━━━━━ Given text
Have you ever played the game minesweeper1? It comes with an operating system whose name slips our mind. Well, the aim of the game is to discover where all the mines are hidden in a rectangular $$m \times n$$ playing field. To help you, numbers are displayed in the boxes of the playing field. These indicate how many mines are located in adjacent boxes. This includes either horizontally, vertically or diagonally adjacent boxes. For example, suppose there are two mines hidden in a $$4\times 4$$ playing field (their location is indicated by an asterisk):
*... .... .*.. ....
If we indicate how many mines are located in adjacent boxes in the empty boxes (indicated by dots), we get the following representation of the court:
*100 2210 1*10 1110
As you might already have noticed, each box has eight adjacent boxes at most.
━━━━━━━━━━
— Work instructions —
• a. Reproduce the records below line for line, leaving the pictures out.
• b. Please carry the minesweeper text forward from where it stops.
━━━━━ Record list
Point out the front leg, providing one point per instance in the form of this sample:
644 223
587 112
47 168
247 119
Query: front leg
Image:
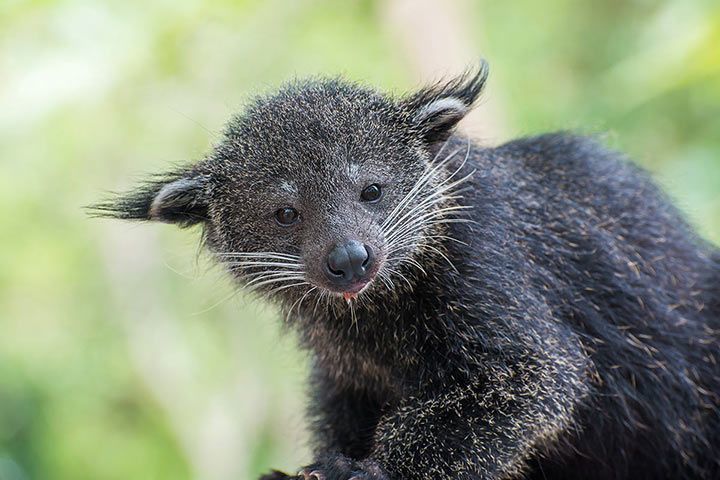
━━━━━━━━━━
— Answers per task —
• a.
Point out the front leg, providing one point per instance in the form of this sample:
644 223
587 112
47 168
247 119
Query: front leg
Image:

• b.
The input consists of $$t$$ test cases ($$t \leq 100$$). The first line of the input contains an integer $$t$$. Then follows the description of the $$t$$ test cases. The first line of the description of a test case contains two integers $$m$$ and $$n$$ ($$0 < m, n \leq 100$$), which respectively indicate the number of rows and number of columns of the table. This is followed by $$m$$ lines each containing exactly $$n$$ characters that indicate whether the corresponding grid contains a mine (*) or not (.).
For each test case, print the playing field in the same format as in the input, but where each box that does not contain a mine is now represented by a number indicating how many adjacent boxes do contain a mine. Make sure there is a blank line between successive playing fields.
Input:
2 4 4 *... .... .*.. .... 3 5 **... ..... .*...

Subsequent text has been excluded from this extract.